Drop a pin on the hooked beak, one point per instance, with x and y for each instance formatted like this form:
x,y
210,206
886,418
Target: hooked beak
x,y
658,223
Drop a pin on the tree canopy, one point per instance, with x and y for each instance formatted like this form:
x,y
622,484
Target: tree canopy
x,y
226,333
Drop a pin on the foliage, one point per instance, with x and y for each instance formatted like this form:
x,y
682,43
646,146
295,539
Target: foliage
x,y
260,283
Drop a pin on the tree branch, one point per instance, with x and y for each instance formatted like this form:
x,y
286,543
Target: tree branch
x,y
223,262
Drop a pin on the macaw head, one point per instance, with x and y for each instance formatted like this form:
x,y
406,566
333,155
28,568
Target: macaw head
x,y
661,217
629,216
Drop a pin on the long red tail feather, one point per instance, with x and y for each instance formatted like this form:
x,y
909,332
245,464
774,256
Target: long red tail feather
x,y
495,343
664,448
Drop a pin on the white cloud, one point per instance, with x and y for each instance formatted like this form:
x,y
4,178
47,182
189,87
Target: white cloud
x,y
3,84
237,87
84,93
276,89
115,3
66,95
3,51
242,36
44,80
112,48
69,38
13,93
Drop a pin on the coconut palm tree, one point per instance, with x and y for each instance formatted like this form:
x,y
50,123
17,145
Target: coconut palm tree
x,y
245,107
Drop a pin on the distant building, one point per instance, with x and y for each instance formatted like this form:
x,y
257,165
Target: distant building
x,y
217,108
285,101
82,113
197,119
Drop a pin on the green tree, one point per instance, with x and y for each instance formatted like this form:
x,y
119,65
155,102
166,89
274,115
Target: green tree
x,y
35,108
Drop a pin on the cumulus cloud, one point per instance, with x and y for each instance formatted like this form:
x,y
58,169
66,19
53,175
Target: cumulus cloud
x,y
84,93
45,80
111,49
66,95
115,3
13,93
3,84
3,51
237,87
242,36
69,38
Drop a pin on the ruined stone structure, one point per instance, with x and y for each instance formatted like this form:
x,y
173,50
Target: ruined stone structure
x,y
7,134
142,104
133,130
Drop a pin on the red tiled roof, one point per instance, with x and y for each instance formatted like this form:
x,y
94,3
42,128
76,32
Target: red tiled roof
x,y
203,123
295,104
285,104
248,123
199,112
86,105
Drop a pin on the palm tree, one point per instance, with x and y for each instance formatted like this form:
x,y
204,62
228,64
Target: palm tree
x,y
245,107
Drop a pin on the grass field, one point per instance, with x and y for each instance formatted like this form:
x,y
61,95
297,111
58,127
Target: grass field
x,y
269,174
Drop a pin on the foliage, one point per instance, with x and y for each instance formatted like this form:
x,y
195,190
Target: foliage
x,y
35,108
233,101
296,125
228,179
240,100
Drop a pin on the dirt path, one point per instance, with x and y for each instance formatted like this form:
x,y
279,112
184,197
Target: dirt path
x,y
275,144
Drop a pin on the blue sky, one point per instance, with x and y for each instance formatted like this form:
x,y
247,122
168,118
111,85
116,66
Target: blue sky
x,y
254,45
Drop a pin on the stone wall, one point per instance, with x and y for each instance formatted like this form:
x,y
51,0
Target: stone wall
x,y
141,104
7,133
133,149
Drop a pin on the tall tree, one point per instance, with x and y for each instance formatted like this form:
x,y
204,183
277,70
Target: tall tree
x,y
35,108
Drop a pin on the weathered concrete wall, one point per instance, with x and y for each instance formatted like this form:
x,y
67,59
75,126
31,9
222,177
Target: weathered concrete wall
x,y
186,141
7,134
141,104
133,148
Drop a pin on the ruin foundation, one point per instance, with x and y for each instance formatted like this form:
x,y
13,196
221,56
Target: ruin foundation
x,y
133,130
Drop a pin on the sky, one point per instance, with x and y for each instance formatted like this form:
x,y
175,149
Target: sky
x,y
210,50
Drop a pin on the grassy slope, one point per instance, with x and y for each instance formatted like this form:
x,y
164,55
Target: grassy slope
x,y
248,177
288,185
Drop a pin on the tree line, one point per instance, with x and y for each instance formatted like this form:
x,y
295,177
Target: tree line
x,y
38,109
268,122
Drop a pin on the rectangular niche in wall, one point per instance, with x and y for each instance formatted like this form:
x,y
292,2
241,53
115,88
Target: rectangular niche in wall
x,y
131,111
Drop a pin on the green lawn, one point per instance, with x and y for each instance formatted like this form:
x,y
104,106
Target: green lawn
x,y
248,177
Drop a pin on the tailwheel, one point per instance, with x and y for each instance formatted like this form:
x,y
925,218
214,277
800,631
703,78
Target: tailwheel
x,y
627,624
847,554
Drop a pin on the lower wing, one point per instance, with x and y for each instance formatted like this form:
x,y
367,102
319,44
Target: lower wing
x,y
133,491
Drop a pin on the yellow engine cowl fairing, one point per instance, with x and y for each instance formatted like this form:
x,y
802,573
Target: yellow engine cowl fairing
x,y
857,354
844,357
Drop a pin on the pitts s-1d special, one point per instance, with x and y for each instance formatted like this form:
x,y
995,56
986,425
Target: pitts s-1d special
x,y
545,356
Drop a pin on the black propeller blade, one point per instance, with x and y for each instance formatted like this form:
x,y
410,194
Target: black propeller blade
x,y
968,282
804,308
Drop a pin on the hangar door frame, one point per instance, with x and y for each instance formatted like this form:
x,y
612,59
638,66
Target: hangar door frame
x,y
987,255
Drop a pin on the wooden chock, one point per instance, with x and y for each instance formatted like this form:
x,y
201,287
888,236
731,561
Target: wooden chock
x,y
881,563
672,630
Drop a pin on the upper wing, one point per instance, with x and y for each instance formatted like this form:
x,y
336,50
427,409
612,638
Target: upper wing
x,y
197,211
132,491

# GIVEN EXERCISE
Above are some records; repeat all of them exactly.

# EXERCISE RESULT
Drop a pin on the hooked beak, one point per instance, with x and y for each instance formatted like this form:
x,y
210,206
886,418
Target: hooked beak
x,y
658,223
Drop a pin on the tree canopy, one point per instance, with x and y for each instance formatted like this form:
x,y
622,484
Target: tree canopy
x,y
226,333
Drop a pin on the foliage, one point per instance, with x and y for each instance formatted like this form:
x,y
682,43
646,146
295,539
Target: foliage
x,y
260,283
Drop a pin on the tree branch, one point per instance, with x and y for each instance formatted like this form:
x,y
286,543
Target: tree branch
x,y
223,262
Drop a pin on the macaw head, one point per instance, with x and y for each instance formatted like this form:
x,y
406,566
333,155
28,568
Target: macaw head
x,y
661,217
629,216
Drop a pin on the long red tail feather, one point per instance, with x and y for each instance formatted like this form:
x,y
909,332
245,464
774,256
Target: long red tail feather
x,y
495,343
664,448
Drop a pin on the white cloud, one point per instance, with x and y for each instance formatted like this form:
x,y
4,178
47,182
189,87
Target: white cloud
x,y
3,84
237,87
84,93
276,89
115,3
66,95
3,51
242,36
44,80
112,48
69,38
13,93
Drop a pin on the coconut palm tree, one point per instance, with x and y for each instance formatted like this form:
x,y
50,123
17,145
Target: coconut palm tree
x,y
245,107
Drop a pin on the distant building, one point per instance, with x and y for each instance formatted like this form:
x,y
257,165
Target: distant building
x,y
217,108
285,101
82,113
197,119
Drop a pin on the green tree, one point per instance, with x and y for each instance formatted like this form:
x,y
119,65
155,102
166,89
274,115
Target: green tree
x,y
35,108
Drop a pin on the cumulus cloud, one point per instance, with x and y for each instance formatted like this form:
x,y
58,169
66,19
53,175
Target: cumulus cloud
x,y
84,93
45,80
111,49
66,95
115,3
13,93
3,84
3,51
237,87
242,36
69,38
Drop a pin on the ruined stone structure, one point per instance, with x and y for each instance formatted like this form:
x,y
173,50
Target: ruined stone structure
x,y
7,134
142,104
133,130
Drop a pin on the red tiled roof, one point per instance, with x and y for each instance formatted like this form:
x,y
94,3
42,128
76,32
Target: red tiled roof
x,y
203,123
295,104
285,104
248,123
199,112
86,105
Drop a pin on the palm tree, one point per instance, with x and y for each instance formatted like this form:
x,y
204,62
228,64
Target: palm tree
x,y
245,107
Drop a pin on the grass field, one point per instance, with x and y for each instance formatted like this form:
x,y
61,95
297,111
58,127
Target: grass field
x,y
269,174
Drop a pin on the foliage, one point per instance, with x and y for each instance formatted like this form:
x,y
195,190
Target: foliage
x,y
35,108
233,101
296,125
228,179
240,100
Drop a pin on the dirt path, one point per instance, with x and y for each instance formatted like this form:
x,y
279,112
184,197
Target: dirt path
x,y
275,144
Drop a pin on the blue sky, one point per instance, with x and y for each instance formatted like this form:
x,y
247,122
168,118
111,85
116,66
Target: blue sky
x,y
254,45
Drop a pin on the stone wall, one point per instance, with x and y for each instance formatted like this form:
x,y
51,0
Target: stone wall
x,y
141,104
7,133
133,149
Drop a pin on the tall tree, one point per instance, with x and y for each instance formatted like this form:
x,y
204,183
277,70
Target: tall tree
x,y
35,108
Drop a pin on the weathered concrete wall, one point per instance, with x and y for each instance formatted like this form:
x,y
67,59
75,126
31,9
222,177
Target: weathered concrete wall
x,y
186,141
7,134
141,104
133,148
Drop a pin on the ruin foundation, one point per instance, with x and y for each instance formatted like this form:
x,y
13,196
221,56
Target: ruin foundation
x,y
133,130
Drop a pin on the sky, one point per instance, with x and y for each instance formatted like this form:
x,y
175,149
Target: sky
x,y
210,50
Drop a pin on the grassy slope, one point per instance, with x and y for each instance formatted like this form:
x,y
164,55
Target: grassy slope
x,y
248,177
288,185
Drop a pin on the tree line, one point per instance, with x and y for each instance formatted like this form:
x,y
295,177
Target: tree line
x,y
38,109
268,122
Drop a pin on the rectangular niche in wall, one point per instance, with x and y for each instance formatted like this form:
x,y
292,2
241,53
115,88
Target: rectangular niche in wall
x,y
131,111
Drop a pin on the green lawn, one point per instance, with x and y for each instance formatted like this form:
x,y
104,106
Target: green lawn
x,y
248,177
Drop a pin on the tailwheel, one point per instance, with x and y for each instance formatted like this form:
x,y
925,218
214,277
800,631
703,78
Target: tailwheel
x,y
627,624
847,554
Drop a pin on the lower wing, one point per instance, with x and y for each instance formatted like this form:
x,y
367,102
319,44
Target: lower wing
x,y
133,491
Drop a pin on the yellow engine cowl fairing, one point per instance, with x and y for each instance formatted like this form:
x,y
802,573
Target: yellow engine cowl fairing
x,y
857,354
844,357
Drop a pin on the pitts s-1d special, one point per instance, with x and y for each instance formatted like this form:
x,y
995,56
986,425
Target: pitts s-1d special
x,y
545,356
Drop a pin on the black propeller blade, one point per instance, with x and y for each instance formatted like this form:
x,y
410,194
Target: black propeller blade
x,y
968,282
804,308
Drop a pin on the hangar door frame, one point per instance, with x and y for each instance formatted like this form:
x,y
612,59
638,66
Target: hangar door frame
x,y
987,255
Drop a pin on the wooden chock, one point per instance, with x and y for each instance formatted like this form:
x,y
201,287
888,236
731,561
Target: wooden chock
x,y
881,563
672,630
Drop a pin on the upper wing, one point per instance, with x and y for each instance formatted like this form:
x,y
336,50
427,409
612,638
Target: upper wing
x,y
197,211
132,491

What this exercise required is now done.